§ WHAT THE TASK REQUIRES:
Could each entry be returned exactly as it appears?
─── DATA RECORDS ───
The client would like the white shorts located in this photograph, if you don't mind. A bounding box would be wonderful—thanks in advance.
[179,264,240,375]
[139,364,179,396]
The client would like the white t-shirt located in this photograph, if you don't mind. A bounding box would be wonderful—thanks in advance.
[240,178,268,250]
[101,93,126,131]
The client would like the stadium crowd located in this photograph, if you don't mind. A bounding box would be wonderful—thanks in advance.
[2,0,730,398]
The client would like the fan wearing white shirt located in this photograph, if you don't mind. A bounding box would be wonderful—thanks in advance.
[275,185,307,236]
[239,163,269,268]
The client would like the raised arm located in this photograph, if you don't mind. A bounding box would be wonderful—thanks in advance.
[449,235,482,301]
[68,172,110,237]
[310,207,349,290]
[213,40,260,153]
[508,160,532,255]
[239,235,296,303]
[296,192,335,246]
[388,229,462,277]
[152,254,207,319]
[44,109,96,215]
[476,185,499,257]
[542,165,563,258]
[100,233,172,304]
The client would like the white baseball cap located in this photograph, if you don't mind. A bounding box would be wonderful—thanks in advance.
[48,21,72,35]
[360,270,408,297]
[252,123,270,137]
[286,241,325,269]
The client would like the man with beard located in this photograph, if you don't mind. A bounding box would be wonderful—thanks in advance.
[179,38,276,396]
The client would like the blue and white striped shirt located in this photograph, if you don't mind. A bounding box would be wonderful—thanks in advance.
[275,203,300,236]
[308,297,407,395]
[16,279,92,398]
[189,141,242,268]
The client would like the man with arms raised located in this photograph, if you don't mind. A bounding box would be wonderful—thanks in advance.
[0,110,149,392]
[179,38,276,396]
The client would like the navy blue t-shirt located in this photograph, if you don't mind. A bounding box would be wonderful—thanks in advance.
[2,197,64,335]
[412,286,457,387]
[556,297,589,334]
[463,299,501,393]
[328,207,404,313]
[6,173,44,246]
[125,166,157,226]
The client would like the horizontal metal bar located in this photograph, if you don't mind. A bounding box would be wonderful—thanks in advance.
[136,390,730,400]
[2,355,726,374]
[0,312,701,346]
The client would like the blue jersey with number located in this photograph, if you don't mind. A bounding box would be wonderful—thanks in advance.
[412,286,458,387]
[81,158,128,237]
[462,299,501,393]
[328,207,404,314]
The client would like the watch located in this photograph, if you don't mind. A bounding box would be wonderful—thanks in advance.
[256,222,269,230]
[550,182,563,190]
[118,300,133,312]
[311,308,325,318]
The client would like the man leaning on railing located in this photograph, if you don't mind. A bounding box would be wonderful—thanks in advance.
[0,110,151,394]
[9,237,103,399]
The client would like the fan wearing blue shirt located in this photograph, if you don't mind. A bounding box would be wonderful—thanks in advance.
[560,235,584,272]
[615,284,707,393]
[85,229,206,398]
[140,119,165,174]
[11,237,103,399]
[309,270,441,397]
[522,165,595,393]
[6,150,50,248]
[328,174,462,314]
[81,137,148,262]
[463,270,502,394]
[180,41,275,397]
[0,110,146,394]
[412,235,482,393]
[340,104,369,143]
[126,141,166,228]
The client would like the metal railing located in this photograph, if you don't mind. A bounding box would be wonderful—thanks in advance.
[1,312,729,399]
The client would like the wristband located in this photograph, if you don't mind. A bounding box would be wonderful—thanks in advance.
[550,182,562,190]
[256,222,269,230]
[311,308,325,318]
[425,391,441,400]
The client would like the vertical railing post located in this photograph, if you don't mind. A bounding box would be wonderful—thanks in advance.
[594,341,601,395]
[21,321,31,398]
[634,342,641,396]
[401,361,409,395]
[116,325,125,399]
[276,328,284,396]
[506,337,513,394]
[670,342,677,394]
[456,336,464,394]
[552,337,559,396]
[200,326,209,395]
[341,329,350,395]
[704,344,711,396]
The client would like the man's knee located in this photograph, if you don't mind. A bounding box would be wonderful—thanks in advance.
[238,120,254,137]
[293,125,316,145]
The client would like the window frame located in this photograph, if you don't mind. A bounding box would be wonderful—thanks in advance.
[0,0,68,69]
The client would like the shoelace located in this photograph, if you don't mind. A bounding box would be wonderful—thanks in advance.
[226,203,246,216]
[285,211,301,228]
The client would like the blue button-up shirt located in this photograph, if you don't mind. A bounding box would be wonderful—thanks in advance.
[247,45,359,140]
───
§ EXERCISE ANSWER:
The client would like the white shorts located in this photograph, if you don't mind. A bounding box would be wonderful—thanks in advance.
[179,264,240,375]
[139,364,179,396]
The client would like the white t-shirt located in this photograph, if you don't mind. A bounding box would be wonderful—thanks in advance.
[240,178,268,250]
[101,93,126,131]
The client would like the stadium crowd located in this photograph, if you don't mind. A bounding box would be wonderful—thanks in advance.
[2,0,730,398]
The client would like the fan wearing white shirt located in this photograph, if you don't mind. A bounding box would be wonderful—thanks in advance.
[275,185,307,236]
[239,163,269,268]
The client would like the raised arm located in this photograph, if you don't mind. A bounding box would be wonderful—thanks in advance.
[449,235,482,301]
[68,172,110,237]
[310,207,349,290]
[213,40,260,153]
[508,160,532,255]
[239,235,296,303]
[296,192,335,246]
[388,229,462,277]
[152,254,207,319]
[44,109,96,215]
[476,185,499,257]
[542,165,563,258]
[100,233,172,304]
The client would like the white baseball cap located in this photograph, if you don't mind. A bounding box would be wonderful—thanks in advance.
[48,21,72,35]
[360,270,408,297]
[252,123,270,137]
[286,241,325,269]
The client would like the man with beard located in this photograph, if you don't mind. A bounding box would be wonderful—thanks in advance.
[179,38,276,396]
The client would like the blue and white striped shirt located in this photograph, if you don't mind. A bounding box would be wonderful—thanks in advance.
[275,203,300,236]
[308,297,407,395]
[16,279,92,398]
[189,141,242,268]
The client would like the man with arms raised located in this photograph, if you don't mind. A bounding box would be wonderful—thanks in advance.
[0,110,149,392]
[179,38,276,396]
The client would like the navy blue t-shirt located in this photograph, if you don't mind. A bounding box would be wonderful—thanks in advance.
[2,197,64,335]
[412,286,457,387]
[556,297,589,334]
[463,299,501,393]
[328,207,404,313]
[6,173,44,246]
[125,166,157,226]
The client would like the horizontal metal bar located in this photograph, if you don't mind. A bounding box would be wonderful—thanks in advance.
[136,390,730,400]
[2,355,726,374]
[0,312,701,346]
The client would like the blue jersey with number located in this photograph, if you don't mind. A bounding box would be wonderful—thanks in advance.
[412,286,458,387]
[81,158,128,237]
[462,299,501,393]
[328,207,404,314]
The client would like the watch located in this photograph, if you don't mind. A bounding box would be wonderful—thanks in advance.
[256,222,269,230]
[550,182,563,190]
[118,300,133,312]
[311,308,325,318]
The client would like the man leaning on railing located in this photograph, if you don't mind. A bounding box would be wonderful—thanks in advance.
[0,110,151,394]
[9,237,103,399]
The client would like the fan wearing blue shirt located in this photograph, if you don't mind. A bounding box would be wonderful—thanks in advance.
[560,235,584,272]
[615,284,707,393]
[85,229,206,398]
[140,119,165,174]
[11,237,103,399]
[309,270,441,397]
[522,165,595,393]
[6,150,50,248]
[328,174,462,314]
[81,137,148,262]
[463,270,502,394]
[180,41,275,397]
[0,110,146,394]
[412,235,482,393]
[340,104,369,143]
[126,141,166,228]
The client would like the metal railing located in this photograph, if you don't mind. A bounding box would be wonderful—thanks in advance.
[1,312,729,399]
The client would like the wristband located in this photograph, if you don't mind. A bounding box would be wonderful—thanks in advance.
[550,182,562,190]
[256,222,269,230]
[311,308,325,318]
[425,391,441,400]
The client would like the vertical railing post located in this photograph, if you don't mind. A bounding box would be wonderful—thanks in advance.
[594,341,601,395]
[21,321,31,398]
[634,342,641,396]
[401,361,409,395]
[116,325,125,399]
[276,328,284,396]
[506,337,513,394]
[670,342,677,394]
[456,336,464,394]
[552,337,559,396]
[200,326,209,395]
[341,329,350,395]
[704,344,711,396]
The client would like the man's knee located in this photograph, if you don't mind. A bounding box would be wonderful—thanks in advance.
[238,120,254,137]
[293,125,316,145]
The client would like the window frame located in this photograph, if you don't mind. A bounding box would be wonderful—thanks in advance.
[0,0,68,69]
The client would like the shoelace located in this photograph, if you don't mind. A bounding box would be wonderful—thanks in advance.
[226,203,246,216]
[285,211,301,228]
The client would like the blue button-up shirt located in this photograph, if you don't mind. A bounding box would be wonderful—thanks in advance.
[247,45,359,140]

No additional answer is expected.